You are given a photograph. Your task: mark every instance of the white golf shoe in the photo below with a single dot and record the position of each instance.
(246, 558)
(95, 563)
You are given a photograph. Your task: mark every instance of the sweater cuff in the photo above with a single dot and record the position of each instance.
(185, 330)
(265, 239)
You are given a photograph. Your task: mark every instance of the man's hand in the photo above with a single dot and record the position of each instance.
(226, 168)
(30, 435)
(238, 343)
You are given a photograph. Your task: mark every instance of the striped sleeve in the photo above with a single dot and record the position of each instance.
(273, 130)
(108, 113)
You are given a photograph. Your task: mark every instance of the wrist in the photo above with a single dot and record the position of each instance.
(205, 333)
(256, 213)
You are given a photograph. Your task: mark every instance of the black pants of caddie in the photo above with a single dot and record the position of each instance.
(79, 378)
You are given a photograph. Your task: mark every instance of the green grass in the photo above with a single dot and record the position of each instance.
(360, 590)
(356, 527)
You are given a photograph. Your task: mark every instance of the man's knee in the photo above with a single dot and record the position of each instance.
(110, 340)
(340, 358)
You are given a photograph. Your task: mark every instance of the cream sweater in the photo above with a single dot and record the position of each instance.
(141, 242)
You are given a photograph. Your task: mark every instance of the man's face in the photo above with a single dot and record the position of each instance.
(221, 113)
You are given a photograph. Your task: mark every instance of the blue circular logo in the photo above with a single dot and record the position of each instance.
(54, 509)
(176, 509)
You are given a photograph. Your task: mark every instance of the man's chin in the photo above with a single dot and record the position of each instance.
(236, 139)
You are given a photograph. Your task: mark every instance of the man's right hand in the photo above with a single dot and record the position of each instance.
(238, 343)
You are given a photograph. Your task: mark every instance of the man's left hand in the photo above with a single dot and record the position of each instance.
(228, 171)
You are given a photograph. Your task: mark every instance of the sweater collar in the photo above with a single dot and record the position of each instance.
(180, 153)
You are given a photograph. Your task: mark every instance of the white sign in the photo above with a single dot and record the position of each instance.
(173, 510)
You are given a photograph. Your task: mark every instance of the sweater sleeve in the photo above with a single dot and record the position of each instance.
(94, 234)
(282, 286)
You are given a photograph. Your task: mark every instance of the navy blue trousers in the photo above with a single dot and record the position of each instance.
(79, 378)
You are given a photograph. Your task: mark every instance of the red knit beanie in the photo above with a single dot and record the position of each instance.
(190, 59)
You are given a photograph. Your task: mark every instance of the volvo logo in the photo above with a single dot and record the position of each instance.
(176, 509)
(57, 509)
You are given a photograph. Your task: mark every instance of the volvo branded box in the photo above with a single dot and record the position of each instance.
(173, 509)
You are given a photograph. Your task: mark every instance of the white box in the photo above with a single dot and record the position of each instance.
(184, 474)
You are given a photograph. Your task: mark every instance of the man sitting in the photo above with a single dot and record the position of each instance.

· · ·

Every line of the material above must be set down again exactly.

_Solution to this problem_
You are given a photograph. Your task: mark every instance of the white golf shoe in the photo below with a single dot and record the position of each instance.
(246, 558)
(95, 563)
You are given a photograph. Your task: mark every instance of the sweater cuff in the photo above with a single dot and record the position of each instance.
(185, 330)
(265, 239)
You are given a photograph. Your task: mark every instance of the man's hand in the photo above with a single dot and record the position of each instance.
(226, 168)
(30, 435)
(238, 343)
You are given a photograph. Your task: mark every instance of the striped sleeve in the photo above with a single dot and record the position of each instance.
(273, 130)
(108, 113)
You are given a photograph. Your task: mark every instance of the wrist in the photo above with a single dot and record the position of each instance.
(205, 333)
(256, 213)
You are given a photograph. Your task: mark every instance of the black pants of caddie in the photo above with a single dot and record the position of each instance.
(79, 378)
You are given a photograph. Your task: mark every instance of the green grass in the photo above with a single dot and record the position of each instance.
(360, 590)
(356, 527)
You are given a photograph. Your task: mark every instance of the man's knee in the photo above with a single dot and record the position of each instance.
(110, 340)
(340, 358)
You are given a photograph. Your task: mark every instance of the cream sweater in the photo above with a single dot and record the position of each instance.
(141, 242)
You are given a photograph. Your task: mark every instance of the man's face in the photo above with a single dot and record the position of each instance.
(221, 113)
You are given a photograph. Your task: mark every instance of the blue circular logo in the photo above with a single dot and record the position of each instance.
(54, 509)
(176, 509)
You are given a photograph. Your task: mark every instance of the man's chin in the photo above with a single dot and record the position of each instance.
(236, 139)
You are given a photograph. Your task: mark every instance of the man's right hand in the photo above with a single dot and record the position of each instance.
(238, 343)
You are given a photograph. Your task: mark every instance of the man's left hand in the photo above with a single dot and record the position of each instance.
(228, 171)
You are given a photograph. Your task: mark every instance of the sweater collar in the photo above with a single dot and record the position of each instance.
(180, 153)
You are given a photograph. Your task: mark every instance of the white sign in the photo above with a single dot and record the position of each instance.
(173, 510)
You are given a photograph. Your task: mark every instance of the sweater sleeve in the photo above with a single dot and record the position of each instance.
(94, 234)
(282, 286)
You are given a photograph. Your task: mark every instance of the navy blue trousers in the photo above with a single dot and record the position of each instance.
(79, 378)
You are given a photograph. Your task: mark every instance of the red knit beanie in the photo above with a single dot and record the position of each instance.
(190, 59)
You are given a photograph. Your task: mark every instance of the volvo logo in the photo above with a single dot and record the position of each instance.
(176, 509)
(57, 509)
You are given a photograph. Your task: mark every instance of the volvo branded box in the photo above with a single dot and record the position of each instance.
(173, 509)
You are given a photograph. Your task: mark every instance of the white box in the photo above with a single dot and record the position of each instance.
(184, 474)
You are given a photograph. Your task: mark every instance of the man sitting in the photo above with a single dot and record the position of each instance.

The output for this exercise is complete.